» **Your instructions**: Show all the lines in the data below that include the word "gray".

···

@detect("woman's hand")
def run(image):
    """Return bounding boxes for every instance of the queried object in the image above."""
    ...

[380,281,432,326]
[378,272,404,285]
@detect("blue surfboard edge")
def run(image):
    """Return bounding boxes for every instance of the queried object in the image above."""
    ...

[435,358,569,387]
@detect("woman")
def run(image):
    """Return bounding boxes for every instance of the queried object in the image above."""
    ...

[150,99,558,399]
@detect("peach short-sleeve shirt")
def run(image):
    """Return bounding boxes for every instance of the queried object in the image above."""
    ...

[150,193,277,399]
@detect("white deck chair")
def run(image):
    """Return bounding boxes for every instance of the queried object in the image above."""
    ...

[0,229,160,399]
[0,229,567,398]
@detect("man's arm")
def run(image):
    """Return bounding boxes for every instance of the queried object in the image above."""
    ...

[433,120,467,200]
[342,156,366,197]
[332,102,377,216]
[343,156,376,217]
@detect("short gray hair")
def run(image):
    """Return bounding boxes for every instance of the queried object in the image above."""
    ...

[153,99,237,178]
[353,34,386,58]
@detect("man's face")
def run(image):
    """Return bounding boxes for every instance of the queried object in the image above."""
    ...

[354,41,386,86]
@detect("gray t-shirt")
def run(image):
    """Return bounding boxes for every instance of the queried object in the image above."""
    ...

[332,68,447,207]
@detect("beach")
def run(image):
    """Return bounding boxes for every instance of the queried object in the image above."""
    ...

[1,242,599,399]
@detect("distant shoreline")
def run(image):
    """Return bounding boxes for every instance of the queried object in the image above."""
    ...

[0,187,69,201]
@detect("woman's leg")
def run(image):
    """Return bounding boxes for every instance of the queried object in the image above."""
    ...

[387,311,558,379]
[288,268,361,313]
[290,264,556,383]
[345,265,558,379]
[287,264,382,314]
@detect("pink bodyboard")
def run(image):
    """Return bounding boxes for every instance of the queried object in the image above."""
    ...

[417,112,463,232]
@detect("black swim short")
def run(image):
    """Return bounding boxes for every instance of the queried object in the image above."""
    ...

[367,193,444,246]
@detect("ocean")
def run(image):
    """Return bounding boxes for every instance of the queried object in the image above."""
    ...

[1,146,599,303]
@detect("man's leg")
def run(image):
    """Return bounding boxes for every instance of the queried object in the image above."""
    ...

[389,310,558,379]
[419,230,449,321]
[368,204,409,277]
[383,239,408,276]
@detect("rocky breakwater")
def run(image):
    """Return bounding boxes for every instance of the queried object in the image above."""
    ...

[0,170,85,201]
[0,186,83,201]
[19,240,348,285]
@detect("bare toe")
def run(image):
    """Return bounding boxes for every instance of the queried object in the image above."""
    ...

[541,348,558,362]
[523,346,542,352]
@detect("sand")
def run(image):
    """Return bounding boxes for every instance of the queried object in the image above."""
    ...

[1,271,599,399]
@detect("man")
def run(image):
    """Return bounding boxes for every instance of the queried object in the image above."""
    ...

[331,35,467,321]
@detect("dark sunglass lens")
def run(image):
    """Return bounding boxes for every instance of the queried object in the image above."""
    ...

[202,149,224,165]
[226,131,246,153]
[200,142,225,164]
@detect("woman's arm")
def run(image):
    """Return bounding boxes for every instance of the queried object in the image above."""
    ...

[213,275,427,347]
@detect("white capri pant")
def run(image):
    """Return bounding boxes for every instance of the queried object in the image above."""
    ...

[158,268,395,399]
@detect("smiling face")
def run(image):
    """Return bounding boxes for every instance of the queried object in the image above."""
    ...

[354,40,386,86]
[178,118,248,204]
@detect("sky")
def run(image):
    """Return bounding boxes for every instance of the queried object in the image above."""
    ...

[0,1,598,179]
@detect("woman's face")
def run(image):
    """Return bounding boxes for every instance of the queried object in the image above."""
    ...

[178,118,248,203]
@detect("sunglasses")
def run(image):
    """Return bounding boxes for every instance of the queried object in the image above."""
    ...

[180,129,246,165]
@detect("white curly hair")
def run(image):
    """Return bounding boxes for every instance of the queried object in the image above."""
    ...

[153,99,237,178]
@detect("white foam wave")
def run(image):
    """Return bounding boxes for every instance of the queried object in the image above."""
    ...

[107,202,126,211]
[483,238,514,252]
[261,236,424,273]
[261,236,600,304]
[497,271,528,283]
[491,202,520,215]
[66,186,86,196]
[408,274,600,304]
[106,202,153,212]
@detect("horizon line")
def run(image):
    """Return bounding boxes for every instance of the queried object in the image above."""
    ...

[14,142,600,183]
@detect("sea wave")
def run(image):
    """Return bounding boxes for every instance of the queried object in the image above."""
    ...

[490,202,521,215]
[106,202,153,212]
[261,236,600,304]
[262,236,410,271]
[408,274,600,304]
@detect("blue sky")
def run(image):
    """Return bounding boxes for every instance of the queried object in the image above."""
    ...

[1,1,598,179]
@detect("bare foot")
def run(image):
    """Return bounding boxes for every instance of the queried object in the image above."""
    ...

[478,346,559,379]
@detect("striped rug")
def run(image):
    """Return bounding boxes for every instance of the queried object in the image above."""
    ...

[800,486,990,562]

···

» **The answer**:
@detect("short gray hair")
@detect("gray t-shirt")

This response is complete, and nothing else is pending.